EXERCISE GOAL:
In the page text, which reporter did Shabnam speak to at Shaheen Bagh?

PAGE TEXT:
Our Prime Minister was recently at Ramkrishna Mission’s Math in Belur(West Bengal) founded by the philosopher Vivekananda. Speaking on CAA there, the PM slammed Pakistan for mistreating its minorities. I was waiting that the PM would use the occasion and the place to speak about the minorities in India too. How ironic that the institution of Vivekananda whose idea of India sits on inclusivity had to host a leader who has failed to allay the fears of a huge section of Indians.
And why I am saying this? Shabnam is among hundreds of women who have participated in the sit-in at Shaheen Bagh in Delhi over the last one month. Her six-month -old baby clinging to her neck, Shabnam wept Inconsolably to a TV reporter’s camera. Fighting tears, she told Ravish Kumar of NDTV that this is not the India that her parents had left for her. Many others who have camped here, braving biting cold, rains and other discomforts complain that Modiji has no time to hear them.
Well, I am against blocking highways and Inconveniencing commuters. But what do you do when you feel pushed to the wall? Whether the government and its foot soldiers in the media accept it or not, the majority of Muslims in India see CAA and the proposed NRC as existential threats.

(Point-per-instance localization data)

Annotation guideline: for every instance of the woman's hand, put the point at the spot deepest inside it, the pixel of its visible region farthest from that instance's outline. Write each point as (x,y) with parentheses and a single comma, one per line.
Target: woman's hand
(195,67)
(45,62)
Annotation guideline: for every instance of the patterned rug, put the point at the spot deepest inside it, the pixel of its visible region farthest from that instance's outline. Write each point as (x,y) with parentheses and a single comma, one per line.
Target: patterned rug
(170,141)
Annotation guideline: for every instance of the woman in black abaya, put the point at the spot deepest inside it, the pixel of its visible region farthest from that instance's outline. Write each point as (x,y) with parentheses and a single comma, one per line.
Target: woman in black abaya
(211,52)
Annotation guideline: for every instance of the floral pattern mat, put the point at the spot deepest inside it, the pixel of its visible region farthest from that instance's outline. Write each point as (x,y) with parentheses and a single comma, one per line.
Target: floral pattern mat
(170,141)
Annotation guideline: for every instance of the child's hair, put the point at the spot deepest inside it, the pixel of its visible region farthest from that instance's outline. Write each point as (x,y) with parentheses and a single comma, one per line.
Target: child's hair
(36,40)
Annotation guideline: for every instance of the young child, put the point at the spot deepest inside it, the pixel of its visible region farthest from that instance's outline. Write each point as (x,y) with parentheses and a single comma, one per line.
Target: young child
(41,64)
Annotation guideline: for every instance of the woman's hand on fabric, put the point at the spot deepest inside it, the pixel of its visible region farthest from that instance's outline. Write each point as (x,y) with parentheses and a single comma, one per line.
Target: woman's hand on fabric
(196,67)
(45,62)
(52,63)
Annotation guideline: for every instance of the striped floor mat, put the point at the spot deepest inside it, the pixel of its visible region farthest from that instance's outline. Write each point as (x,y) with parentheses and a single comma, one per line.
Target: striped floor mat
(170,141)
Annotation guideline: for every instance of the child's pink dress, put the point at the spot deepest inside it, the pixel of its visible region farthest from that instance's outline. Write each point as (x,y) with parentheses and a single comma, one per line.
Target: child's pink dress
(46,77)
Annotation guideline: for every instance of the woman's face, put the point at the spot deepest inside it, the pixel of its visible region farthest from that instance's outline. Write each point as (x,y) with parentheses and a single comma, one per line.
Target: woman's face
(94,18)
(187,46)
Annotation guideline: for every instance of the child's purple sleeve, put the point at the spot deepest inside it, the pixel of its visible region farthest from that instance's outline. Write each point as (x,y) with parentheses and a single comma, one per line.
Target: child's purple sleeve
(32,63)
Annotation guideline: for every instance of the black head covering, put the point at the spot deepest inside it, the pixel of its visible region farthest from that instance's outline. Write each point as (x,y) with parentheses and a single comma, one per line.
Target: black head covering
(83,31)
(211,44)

--

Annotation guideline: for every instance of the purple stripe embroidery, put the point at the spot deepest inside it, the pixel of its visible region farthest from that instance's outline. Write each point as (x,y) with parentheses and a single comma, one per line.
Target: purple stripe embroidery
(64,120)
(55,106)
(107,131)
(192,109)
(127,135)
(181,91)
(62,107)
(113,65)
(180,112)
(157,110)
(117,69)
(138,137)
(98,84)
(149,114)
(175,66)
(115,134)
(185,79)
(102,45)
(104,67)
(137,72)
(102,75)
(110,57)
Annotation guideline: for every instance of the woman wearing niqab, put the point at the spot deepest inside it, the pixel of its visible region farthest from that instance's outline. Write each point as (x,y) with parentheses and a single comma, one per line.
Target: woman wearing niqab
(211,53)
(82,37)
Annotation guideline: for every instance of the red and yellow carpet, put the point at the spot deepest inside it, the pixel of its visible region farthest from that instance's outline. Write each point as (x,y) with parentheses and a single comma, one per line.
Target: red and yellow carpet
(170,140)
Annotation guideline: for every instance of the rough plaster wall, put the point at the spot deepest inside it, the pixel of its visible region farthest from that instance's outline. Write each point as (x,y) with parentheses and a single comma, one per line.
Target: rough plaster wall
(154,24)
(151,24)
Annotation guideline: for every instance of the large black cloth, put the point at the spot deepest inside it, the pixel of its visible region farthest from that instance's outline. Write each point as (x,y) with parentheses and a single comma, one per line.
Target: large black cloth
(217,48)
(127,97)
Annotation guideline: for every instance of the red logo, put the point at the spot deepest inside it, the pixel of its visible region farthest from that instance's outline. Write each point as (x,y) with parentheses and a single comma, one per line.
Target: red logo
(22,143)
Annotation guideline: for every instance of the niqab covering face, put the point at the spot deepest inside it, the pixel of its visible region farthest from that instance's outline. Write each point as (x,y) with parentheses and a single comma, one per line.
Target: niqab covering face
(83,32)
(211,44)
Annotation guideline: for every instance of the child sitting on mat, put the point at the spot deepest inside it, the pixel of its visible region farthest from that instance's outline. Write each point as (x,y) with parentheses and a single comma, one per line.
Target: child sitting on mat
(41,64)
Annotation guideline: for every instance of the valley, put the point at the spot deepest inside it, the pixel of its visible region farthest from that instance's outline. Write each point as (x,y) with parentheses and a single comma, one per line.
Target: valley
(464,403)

==

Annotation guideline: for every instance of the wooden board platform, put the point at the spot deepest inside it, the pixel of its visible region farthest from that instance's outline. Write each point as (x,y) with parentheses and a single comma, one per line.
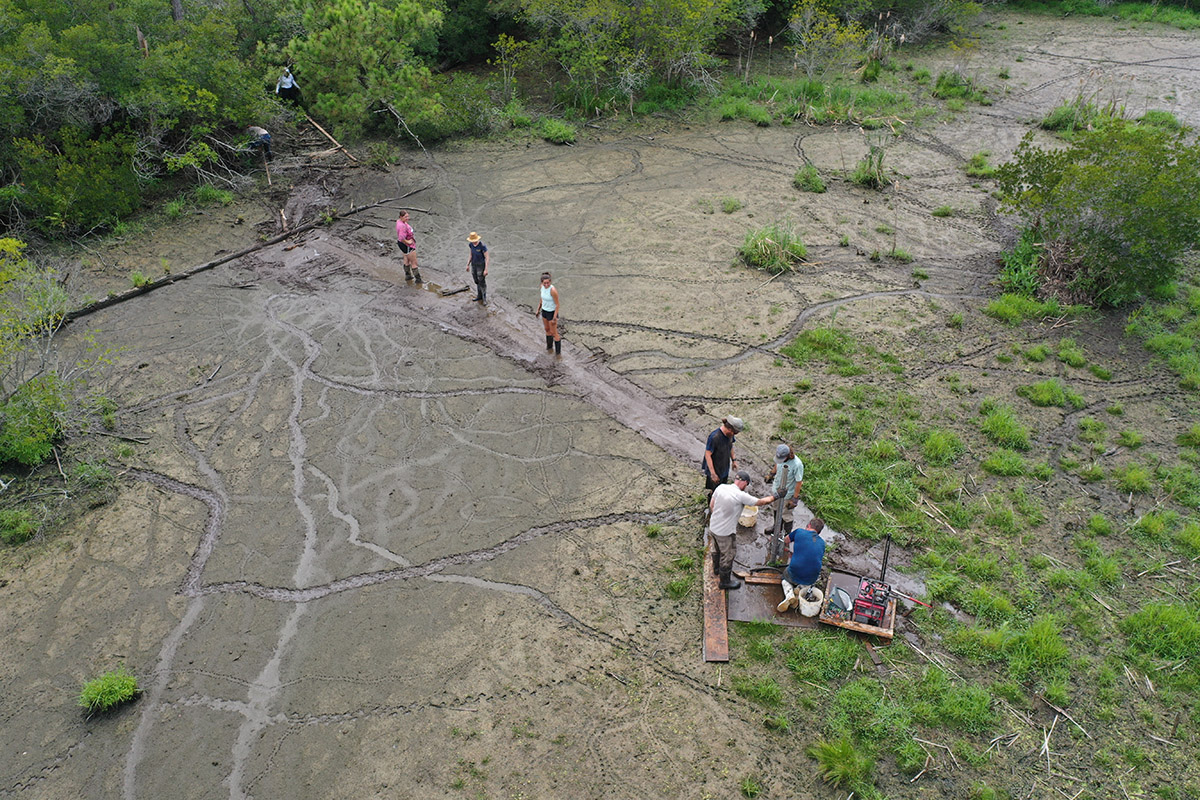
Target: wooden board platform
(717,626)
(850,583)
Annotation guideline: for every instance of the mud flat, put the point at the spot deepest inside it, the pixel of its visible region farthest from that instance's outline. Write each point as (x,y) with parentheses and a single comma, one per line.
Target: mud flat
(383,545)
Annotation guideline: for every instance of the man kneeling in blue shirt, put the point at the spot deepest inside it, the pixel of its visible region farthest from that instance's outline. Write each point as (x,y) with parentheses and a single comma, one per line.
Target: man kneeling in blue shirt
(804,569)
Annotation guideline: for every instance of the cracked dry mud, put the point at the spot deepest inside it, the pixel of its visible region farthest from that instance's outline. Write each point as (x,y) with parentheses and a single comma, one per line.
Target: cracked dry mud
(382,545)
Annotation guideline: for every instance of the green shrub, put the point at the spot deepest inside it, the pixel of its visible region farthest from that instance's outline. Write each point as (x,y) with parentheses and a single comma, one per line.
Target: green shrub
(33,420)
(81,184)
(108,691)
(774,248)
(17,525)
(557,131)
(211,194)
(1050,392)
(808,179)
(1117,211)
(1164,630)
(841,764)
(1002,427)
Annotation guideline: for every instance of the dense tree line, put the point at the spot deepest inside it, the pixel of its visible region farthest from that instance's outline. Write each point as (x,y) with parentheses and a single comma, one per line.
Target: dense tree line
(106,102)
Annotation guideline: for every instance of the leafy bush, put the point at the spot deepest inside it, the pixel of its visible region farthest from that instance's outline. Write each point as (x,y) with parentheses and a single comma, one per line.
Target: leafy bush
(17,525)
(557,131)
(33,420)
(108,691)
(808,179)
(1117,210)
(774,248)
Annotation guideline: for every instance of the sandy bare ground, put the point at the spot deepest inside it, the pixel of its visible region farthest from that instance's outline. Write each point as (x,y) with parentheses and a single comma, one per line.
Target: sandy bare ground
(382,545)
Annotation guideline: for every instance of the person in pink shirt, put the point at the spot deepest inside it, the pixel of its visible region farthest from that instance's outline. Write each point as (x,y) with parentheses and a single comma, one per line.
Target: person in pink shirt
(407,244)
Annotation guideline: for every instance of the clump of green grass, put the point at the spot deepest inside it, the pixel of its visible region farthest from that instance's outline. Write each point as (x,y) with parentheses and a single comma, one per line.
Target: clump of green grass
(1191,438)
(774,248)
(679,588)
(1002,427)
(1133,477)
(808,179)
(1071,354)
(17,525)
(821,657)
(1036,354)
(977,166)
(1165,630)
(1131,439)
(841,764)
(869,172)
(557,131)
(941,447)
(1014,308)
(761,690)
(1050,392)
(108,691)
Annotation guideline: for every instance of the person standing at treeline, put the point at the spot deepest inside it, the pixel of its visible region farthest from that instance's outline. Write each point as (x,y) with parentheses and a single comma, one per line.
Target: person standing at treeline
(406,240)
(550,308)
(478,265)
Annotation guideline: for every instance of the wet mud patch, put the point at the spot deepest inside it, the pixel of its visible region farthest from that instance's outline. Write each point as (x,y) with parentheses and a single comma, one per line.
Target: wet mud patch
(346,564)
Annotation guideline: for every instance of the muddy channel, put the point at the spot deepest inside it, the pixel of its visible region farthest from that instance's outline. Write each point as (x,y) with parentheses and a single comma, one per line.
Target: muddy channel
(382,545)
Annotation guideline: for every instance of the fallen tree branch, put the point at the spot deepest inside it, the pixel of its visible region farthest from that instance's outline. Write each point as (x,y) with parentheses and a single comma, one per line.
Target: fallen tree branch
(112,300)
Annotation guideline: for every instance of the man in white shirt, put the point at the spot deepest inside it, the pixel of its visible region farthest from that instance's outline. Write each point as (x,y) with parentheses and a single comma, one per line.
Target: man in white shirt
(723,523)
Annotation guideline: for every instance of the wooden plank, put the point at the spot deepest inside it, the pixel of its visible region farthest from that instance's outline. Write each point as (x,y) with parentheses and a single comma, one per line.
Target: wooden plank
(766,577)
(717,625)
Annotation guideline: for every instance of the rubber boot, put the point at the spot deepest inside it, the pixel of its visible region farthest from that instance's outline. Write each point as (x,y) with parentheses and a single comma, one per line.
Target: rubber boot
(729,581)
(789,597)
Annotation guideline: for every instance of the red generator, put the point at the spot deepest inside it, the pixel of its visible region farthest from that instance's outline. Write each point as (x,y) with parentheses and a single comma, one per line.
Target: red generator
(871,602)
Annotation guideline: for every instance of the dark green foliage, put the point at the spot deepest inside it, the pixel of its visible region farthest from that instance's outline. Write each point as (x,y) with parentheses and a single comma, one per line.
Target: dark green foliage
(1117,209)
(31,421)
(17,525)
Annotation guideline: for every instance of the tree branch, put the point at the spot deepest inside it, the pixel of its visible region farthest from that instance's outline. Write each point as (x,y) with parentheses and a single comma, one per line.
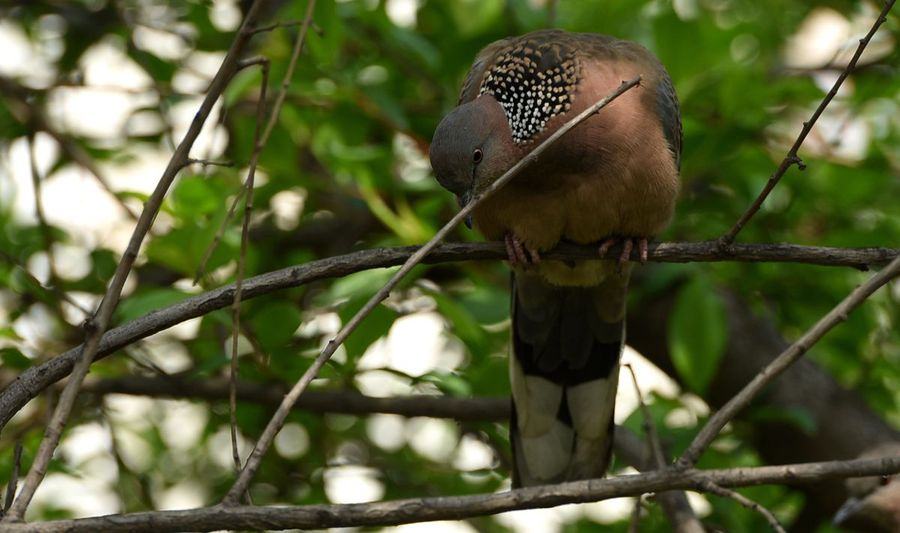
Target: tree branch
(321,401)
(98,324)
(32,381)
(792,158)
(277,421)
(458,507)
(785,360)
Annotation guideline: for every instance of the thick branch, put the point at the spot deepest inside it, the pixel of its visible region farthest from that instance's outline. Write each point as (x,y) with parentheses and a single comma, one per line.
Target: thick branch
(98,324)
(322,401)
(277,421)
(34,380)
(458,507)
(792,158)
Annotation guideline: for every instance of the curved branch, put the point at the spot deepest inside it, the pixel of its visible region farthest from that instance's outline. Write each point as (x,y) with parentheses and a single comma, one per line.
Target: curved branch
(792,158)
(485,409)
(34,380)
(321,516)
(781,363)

EXERCISE OUTPUT:
Ravish Kumar of NDTV